--- VORLIEGENDER TEXT ---

------

Der Judo-Sherpa

Kaum einer kennt die Stärken und Schwächen der Stoll-Zwillinge so genau wie Trainer Lorenz Trautmann. Auf ihrem gemeinsamen Weg kennt das Trio bis heute nur eine Richtung: nach oben. 

Lorenz Trautmann steht seit 25 Jahren auf und neben der Matte. Er lebt für den Leistungssport, trainiert die Judo-Elite Deutschlands. Die Rolle des 45-Jährigen ist vergleichbar mit der des Sherpas für Extrembergsteiger: Er begleitet seine Sportler auf dem Weg nach ganz oben. Und die danken es ihm mit Titeln – rund 20 Deutsche Meister, 5 Europameister und dazu Silber und Bronze bei Weltmeisterschaften sprechen für sich. Seine aktuellen Schützlinge Amelie und Theresa Stoll sind eine Premiere in seiner Karriere: Sie sind Zwillinge und bei all ihren Gemeinsamkeiten auf der Matte grundverschieden.

------

--- ANGEZEIGTE DATEN ---
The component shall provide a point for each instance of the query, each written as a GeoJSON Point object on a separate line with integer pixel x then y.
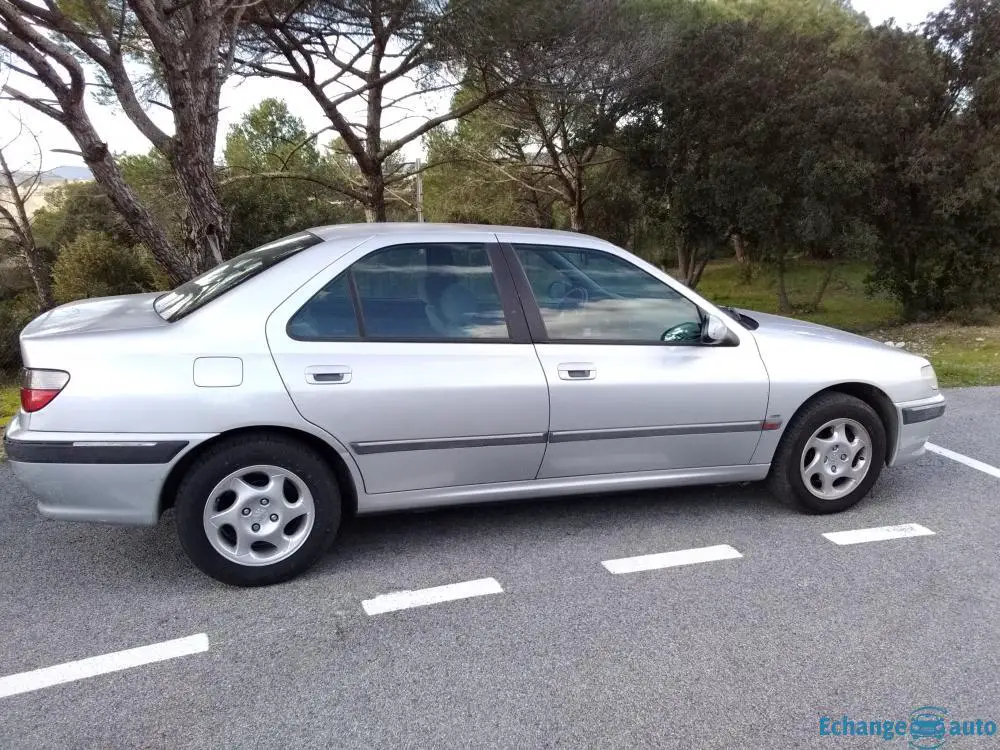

------

--- AUFGABE UND VORGABEN ---
Gib den Text über den Judo-Trainer wortgetreu wieder, beginnend bei "Der Judo-Sherpa" und weiter bis einschließlich "der Matte grundverschieden.". Die Zeilen haben eine andere Herkunft als der Text.

--- AUSGABE ---
Der Judo-Sherpa

Kaum einer kennt die Stärken und Schwächen der Stoll-Zwillinge so genau wie Trainer Lorenz Trautmann. Auf ihrem gemeinsamen Weg kennt das Trio bis heute nur eine Richtung: nach oben. 

Lorenz Trautmann steht seit 25 Jahren auf und neben der Matte. Er lebt für den Leistungssport, trainiert die Judo-Elite Deutschlands. Die Rolle des 45-Jährigen ist vergleichbar mit der des Sherpas für Extrembergsteiger: Er begleitet seine Sportler auf dem Weg nach ganz oben. Und die danken es ihm mit Titeln – rund 20 Deutsche Meister, 5 Europameister und dazu Silber und Bronze bei Weltmeisterschaften sprechen für sich. Seine aktuellen Schützlinge Amelie und Theresa Stoll sind eine Premiere in seiner Karriere: Sie sind Zwillinge und bei all ihren Gemeinsamkeiten auf der Matte grundverschieden.